ABOUT THIS TASK:
Copy each line below in which the string "matching" occurs.

GIVEN INFORMATION:
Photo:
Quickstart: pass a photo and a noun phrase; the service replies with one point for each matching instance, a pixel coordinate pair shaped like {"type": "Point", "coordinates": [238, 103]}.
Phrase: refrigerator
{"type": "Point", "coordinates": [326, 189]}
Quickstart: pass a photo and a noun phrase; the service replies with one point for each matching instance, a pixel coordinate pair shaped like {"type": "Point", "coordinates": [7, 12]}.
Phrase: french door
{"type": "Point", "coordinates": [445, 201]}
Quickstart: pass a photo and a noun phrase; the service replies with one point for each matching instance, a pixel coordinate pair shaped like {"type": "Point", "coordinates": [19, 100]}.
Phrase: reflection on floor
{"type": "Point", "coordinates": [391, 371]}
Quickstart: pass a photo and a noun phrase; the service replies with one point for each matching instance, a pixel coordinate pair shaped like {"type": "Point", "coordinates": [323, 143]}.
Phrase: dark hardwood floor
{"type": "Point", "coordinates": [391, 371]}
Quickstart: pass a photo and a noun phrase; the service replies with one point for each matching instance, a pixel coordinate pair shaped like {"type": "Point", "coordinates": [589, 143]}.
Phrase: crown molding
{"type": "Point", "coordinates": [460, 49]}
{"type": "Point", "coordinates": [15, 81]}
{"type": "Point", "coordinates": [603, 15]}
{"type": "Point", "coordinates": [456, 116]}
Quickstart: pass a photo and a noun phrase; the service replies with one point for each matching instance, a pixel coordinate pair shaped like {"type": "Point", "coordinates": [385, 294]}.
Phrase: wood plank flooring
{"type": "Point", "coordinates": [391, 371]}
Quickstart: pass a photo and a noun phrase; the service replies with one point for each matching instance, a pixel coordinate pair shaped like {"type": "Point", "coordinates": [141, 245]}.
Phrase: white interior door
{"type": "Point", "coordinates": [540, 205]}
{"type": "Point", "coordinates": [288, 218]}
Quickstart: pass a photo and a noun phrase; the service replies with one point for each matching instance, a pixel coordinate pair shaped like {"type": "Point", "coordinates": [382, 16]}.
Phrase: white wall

OUTPUT OF THE TASK:
Quickstart: pass a photo and a noun phrase; the service replies with one point for each matching instance, a pixel coordinate pair shaped like {"type": "Point", "coordinates": [238, 103]}.
Quickstart: pass a photo and a noun phrase; the service replies with one point for each matching instance, a pixel coordinate pair shaped like {"type": "Point", "coordinates": [7, 12]}.
Quickstart: pass a photo and a noun phrase; the service replies with one point for each matching instance, a pixel coordinate pair shaped like {"type": "Point", "coordinates": [19, 100]}.
Quickstart: pass a photo and a noun phrase; the service replies with one point for each matching instance, a pixel coordinate pair shaped like {"type": "Point", "coordinates": [323, 143]}.
Quickstart: pass a photo and a noun phrase; the service replies with one point for each matching instance, a pixel coordinate pair shaped like {"type": "Point", "coordinates": [589, 143]}.
Quickstart: pass a photo and a noun phrase; the service replies with one point for each matching instance, a pixel coordinate pair shaped like {"type": "Point", "coordinates": [385, 294]}.
Quickstart: pass a photo and a noun phrase; the service replies with one point for each matching instance, a pixel coordinate pair shaped like {"type": "Point", "coordinates": [141, 245]}.
Quickstart: pass a photo and a noun phrase; the service replies with one point for each matching instance, a pixel coordinate pair shaped like {"type": "Point", "coordinates": [382, 16]}.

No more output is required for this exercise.